これによると、気泡がパルプ懸濁液の液面まで浮上すると、液面上に泡が発生し、泡の発生量の増加に伴って、泡は脱墨槽の上端開口部から槽外へ排出される。この際、上端開口部の開口面積は脱墨槽の下部床面積よりも縮小され、パルプ懸濁液中を浮上する気泡は脱墨槽の傾斜部に案内されて上端開口部に集められるため、パルプ懸濁液の液面上に発生した泡が上端開口部から槽外へ排出され易くなる。
【0020】
本第5発明における脱墨装置は、第1の仕切部材は脱墨槽に対して着脱自在であるものである。
これによると、第1の仕切部材を脱墨槽から取り外すことにより、第1の仕切部材と脱墨槽とを容易に保守点検することができる。
【0021】
本第6発明における脱墨装置は、気泡発生機は脱墨槽に対して着脱自在であるものである。
これによると、気泡発生機を脱墨槽から取り外すことにより、気泡発生機と脱墨槽とを容易に保守点検することができる。
【0022】
本第7発明における脱墨装置は、脱墨槽内で気泡が放出されてから脱墨槽内の液面に達するまでに要する時間を気泡浮上時間とし、
パルプ懸濁液が供給部から脱墨槽内の流路を流れて排出部に達するまでに要する時間をパルプ懸濁液移送時間とすると、
気泡浮上時間とパルプ懸濁液移送時間との比は1:30〜1:120の範囲内に設定されているものである。
【0023】
これによると、上記の比を1:30に近付けるほど、パルプ懸濁液移送時間に対して気泡浮上時間が相対的に長くなる。これにより、気泡とパルプ懸濁液中の印刷成分との接触確率が高くなる(接触時間が長くなる)ため、十分に脱墨することができる。
【0024】
また、パルプ懸濁液中のパルプ繊維の一部は、気泡に付着し、気泡と共に浮上して脱墨槽の上端部から槽外へ流出する。この際、上記の比を1:120に近付けるほど、パルプ懸濁液移送時間に対して気泡浮上時間が相対的に短くなり、これにより、気泡とパルプ繊維との接触時間が短くなるため、パルプ繊維が気泡に付着し難くなり、気泡と共に脱墨槽の上端部から槽外へ流出するパルプ繊維の流出量が低減され、パルプ繊維の無駄な流出を抑制することができる。
【0025】
このように、上記の比を調節することによって、脱墨効果とパルプ繊維の流出抑制効果とをバランス良く保つことが可能となる。
【発明の効果】
【0026】
以上のように本発明によると、脱墨槽内に供給されたパルプ懸濁液は流路を水平方向に蛇行しながら流れるため、パルプ懸濁液中に含まれるパルプ繊維が脱墨室の下部に残留し難くなる。
____________
§ **取り組む課題**
• 1. 本文について、次の問いに答えなさい。
(a) 第5発明で、脱墨槽に対して着脱自在とされているものは何か。
(b) 第7発明で、気泡浮上時間とパルプ懸濁液移送時間との比はどの範囲内に設定されているか。
(c) 発明の効果として、脱墨槽内に供給されたパルプ懸濁液は流路をどのように流れるとされているか。
• 2. 次の各文が本文の内容と合っているかどうかを判断し、その根拠となる本文の語句を引用しなさい。
(a) 上端開口部の開口面積は、脱墨槽の下部床面積よりも大きくされている。
(b) 比を1:30に近付けるほど、パルプ懸濁液移送時間に対して気泡浮上時間が相対的に長くなる。
(c) 第6発明では、気泡発生機は脱墨槽に固定されていて取り外せない。
• 3. 本文のうち、「これによると、気泡がパルプ懸」を含む箇所から始めて「に設定されているものである。」で終わる部分を、「保守点検」を「点検」に変えて書き直しなさい。

§ **物体の出現位置に関するデータセットの行**
____________
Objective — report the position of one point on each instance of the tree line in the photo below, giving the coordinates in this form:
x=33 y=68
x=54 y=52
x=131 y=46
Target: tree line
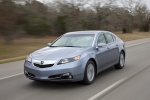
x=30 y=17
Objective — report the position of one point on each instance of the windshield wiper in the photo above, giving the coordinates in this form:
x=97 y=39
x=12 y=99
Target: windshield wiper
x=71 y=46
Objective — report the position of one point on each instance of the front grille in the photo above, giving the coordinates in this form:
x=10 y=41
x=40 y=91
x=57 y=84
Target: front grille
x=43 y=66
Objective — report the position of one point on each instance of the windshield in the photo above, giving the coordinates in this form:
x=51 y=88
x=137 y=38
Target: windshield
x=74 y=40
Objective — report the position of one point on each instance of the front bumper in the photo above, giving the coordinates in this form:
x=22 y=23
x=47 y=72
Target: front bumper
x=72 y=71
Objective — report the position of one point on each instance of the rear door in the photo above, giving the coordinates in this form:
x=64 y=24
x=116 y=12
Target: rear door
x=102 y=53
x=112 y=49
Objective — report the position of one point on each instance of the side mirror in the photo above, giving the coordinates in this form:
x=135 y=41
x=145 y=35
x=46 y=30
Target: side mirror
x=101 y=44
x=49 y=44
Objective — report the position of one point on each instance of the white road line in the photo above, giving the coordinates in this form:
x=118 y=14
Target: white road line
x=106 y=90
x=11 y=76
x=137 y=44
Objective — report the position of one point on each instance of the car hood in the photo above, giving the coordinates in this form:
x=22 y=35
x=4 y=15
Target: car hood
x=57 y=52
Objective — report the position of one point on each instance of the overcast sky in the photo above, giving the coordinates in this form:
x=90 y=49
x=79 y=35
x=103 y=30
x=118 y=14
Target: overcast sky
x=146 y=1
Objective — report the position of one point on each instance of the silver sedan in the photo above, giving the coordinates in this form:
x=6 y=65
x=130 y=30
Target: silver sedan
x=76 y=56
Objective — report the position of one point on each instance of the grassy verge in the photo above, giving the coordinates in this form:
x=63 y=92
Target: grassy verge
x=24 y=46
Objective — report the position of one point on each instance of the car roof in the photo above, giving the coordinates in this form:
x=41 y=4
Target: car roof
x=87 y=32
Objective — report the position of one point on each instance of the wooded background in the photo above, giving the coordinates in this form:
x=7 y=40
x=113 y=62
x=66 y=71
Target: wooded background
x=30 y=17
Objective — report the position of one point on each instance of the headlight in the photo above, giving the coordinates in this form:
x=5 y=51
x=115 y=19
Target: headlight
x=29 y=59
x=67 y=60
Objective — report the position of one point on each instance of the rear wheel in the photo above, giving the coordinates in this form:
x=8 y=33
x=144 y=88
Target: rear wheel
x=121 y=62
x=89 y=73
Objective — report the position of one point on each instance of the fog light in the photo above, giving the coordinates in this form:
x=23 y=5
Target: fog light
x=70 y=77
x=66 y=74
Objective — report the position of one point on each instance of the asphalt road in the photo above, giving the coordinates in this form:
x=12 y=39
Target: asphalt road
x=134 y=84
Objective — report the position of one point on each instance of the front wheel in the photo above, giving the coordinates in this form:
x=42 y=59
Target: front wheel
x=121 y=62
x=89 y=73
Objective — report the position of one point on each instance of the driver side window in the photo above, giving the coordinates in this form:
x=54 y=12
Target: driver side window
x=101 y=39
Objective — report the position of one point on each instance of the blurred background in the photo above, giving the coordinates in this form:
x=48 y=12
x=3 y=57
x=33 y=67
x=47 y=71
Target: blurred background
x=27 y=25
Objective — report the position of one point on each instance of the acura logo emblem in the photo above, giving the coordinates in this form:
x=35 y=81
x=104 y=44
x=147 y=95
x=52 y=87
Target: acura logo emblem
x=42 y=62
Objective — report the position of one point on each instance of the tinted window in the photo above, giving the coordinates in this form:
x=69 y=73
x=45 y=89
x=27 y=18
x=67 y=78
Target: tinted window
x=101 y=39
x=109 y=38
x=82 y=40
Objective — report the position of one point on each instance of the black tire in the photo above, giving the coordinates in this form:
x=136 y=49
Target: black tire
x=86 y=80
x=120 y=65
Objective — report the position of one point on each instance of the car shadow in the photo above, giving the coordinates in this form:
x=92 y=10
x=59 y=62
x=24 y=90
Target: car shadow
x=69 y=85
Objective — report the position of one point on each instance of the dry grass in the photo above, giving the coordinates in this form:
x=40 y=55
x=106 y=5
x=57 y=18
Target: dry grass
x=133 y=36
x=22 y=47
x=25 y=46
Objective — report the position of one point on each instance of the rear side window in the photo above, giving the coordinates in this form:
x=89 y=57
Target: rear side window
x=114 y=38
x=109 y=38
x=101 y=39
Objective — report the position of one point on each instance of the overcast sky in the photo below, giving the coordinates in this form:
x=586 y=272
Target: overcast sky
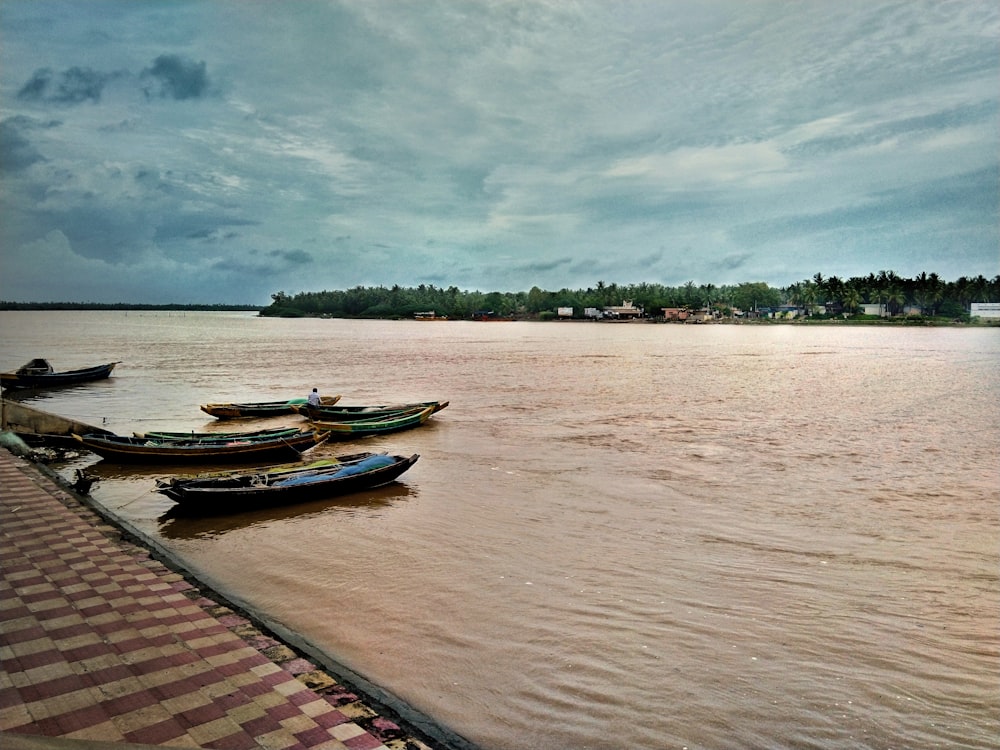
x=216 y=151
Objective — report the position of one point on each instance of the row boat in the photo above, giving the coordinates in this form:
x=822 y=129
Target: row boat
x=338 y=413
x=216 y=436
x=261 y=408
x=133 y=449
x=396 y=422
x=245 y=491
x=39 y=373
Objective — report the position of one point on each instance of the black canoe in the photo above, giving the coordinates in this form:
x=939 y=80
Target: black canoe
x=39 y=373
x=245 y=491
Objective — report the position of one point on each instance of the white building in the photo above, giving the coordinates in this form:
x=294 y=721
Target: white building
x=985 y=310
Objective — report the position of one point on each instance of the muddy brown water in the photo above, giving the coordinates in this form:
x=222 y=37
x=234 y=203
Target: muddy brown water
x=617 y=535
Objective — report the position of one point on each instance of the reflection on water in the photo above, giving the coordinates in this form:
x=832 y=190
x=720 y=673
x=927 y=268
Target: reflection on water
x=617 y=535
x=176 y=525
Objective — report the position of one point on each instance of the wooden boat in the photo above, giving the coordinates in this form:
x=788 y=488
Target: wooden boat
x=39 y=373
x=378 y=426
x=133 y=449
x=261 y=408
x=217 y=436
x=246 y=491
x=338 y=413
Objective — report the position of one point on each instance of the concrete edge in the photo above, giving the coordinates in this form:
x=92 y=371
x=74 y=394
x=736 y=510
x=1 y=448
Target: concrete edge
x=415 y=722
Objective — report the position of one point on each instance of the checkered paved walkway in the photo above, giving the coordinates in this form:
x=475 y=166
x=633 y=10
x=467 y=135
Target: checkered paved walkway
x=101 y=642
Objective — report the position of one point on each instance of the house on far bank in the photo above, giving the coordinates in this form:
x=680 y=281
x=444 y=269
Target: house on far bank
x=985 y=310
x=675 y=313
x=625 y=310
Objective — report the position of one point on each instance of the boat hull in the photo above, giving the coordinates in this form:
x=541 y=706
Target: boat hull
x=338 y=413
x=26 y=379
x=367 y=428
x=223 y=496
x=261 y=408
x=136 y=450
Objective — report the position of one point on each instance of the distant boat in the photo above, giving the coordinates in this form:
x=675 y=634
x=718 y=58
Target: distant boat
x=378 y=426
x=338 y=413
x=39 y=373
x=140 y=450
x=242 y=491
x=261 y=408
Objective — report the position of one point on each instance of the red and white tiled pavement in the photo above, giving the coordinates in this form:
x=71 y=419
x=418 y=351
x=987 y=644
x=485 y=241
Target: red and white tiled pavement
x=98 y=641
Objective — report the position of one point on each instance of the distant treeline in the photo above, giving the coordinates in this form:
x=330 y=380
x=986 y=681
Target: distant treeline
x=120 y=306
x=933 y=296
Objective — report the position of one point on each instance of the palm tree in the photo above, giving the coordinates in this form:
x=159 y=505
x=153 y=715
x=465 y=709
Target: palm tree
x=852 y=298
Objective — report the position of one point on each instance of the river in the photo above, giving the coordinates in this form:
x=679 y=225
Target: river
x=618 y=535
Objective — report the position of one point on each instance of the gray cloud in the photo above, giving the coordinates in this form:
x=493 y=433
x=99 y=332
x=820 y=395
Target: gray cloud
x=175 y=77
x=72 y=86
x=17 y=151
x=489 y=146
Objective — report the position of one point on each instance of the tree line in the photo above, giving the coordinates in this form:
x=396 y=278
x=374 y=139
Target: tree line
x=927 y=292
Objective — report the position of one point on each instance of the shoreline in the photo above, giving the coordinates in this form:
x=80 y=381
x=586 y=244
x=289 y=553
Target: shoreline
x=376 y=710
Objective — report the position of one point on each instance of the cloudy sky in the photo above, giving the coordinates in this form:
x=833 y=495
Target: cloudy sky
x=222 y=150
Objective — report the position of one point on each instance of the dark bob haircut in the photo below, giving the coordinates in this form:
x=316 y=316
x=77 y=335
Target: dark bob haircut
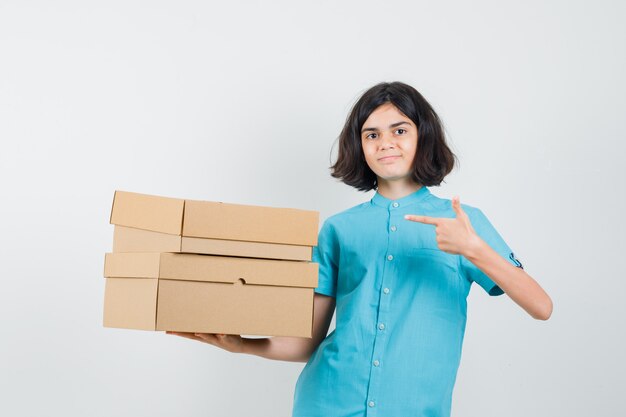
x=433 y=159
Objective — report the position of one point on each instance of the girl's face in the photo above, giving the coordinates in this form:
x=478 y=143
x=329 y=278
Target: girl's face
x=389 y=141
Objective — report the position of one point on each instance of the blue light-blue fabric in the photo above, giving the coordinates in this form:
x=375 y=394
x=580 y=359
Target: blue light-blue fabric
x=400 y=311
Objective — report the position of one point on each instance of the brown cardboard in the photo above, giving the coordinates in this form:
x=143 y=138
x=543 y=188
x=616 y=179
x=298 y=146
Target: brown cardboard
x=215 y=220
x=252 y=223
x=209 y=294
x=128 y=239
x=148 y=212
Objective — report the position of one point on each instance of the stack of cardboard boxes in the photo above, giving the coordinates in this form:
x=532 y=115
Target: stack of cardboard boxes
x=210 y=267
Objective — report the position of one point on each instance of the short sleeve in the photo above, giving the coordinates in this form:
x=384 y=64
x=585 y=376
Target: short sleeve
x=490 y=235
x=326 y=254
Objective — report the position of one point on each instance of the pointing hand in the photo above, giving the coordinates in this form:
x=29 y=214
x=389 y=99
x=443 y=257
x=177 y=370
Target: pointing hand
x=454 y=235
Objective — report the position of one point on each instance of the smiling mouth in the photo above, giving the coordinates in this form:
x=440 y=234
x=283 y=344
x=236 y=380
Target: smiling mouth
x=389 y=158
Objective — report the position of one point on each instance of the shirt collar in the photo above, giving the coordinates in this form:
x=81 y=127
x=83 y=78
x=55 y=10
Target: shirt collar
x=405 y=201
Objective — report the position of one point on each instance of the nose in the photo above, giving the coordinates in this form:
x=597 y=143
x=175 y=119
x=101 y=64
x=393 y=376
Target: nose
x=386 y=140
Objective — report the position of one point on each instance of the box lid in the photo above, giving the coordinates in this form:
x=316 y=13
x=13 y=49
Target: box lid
____________
§ **記述解答**
• 1.
(a) 第1の仕切部材
(b) 1:30〜1:120の範囲内
(c) 水平方向に蛇行しながら流れる

• 2.
(a) いいえ。「上端開口部の開口面積は脱墨槽の下部床面積よりも縮小され」
(b) はい。「上記の比を1:30に近付けるほど、パルプ懸濁液移送時間に対して気泡浮上時間が相対的に長くなる」
(c) いいえ。「気泡発生機は脱墨槽に対して着脱自在であるものである」

• 3.
これによると、気泡がパルプ懸濁液の液面まで浮上すると、液面上に泡が発生し、泡の発生量の増加に伴って、泡は脱墨槽の上端開口部から槽外へ排出される。この際、上端開口部の開口面積は脱墨槽の下部床面積よりも縮小され、パルプ懸濁液中を浮上する気泡は脱墨槽の傾斜部に案内されて上端開口部に集められるため、パルプ懸濁液の液面上に発生した泡が上端開口部から槽外へ排出され易くなる。
【0020】
本第5発明における脱墨装置は、第1の仕切部材は脱墨槽に対して着脱自在であるものである。
これによると、第1の仕切部材を脱墨槽から取り外すことにより、第1の仕切部材と脱墨槽とを容易に点検することができる。
【0021】
本第6発明における脱墨装置は、気泡発生機は脱墨槽に対して着脱自在であるものである。
これによると、気泡発生機を脱墨槽から取り外すことにより、気泡発生機と脱墨槽とを容易に点検することができる。
【0022】
本第7発明における脱墨装置は、脱墨槽内で気泡が放出されてから脱墨槽内の液面に達するまでに要する時間を気泡浮上時間とし、
パルプ懸濁液が供給部から脱墨槽内の流路を流れて排出部に達するまでに要する時間をパルプ懸濁液移送時間とすると、
気泡浮上時間とパルプ懸濁液移送時間との比は1:30〜1:120の範囲内に設定されているものである。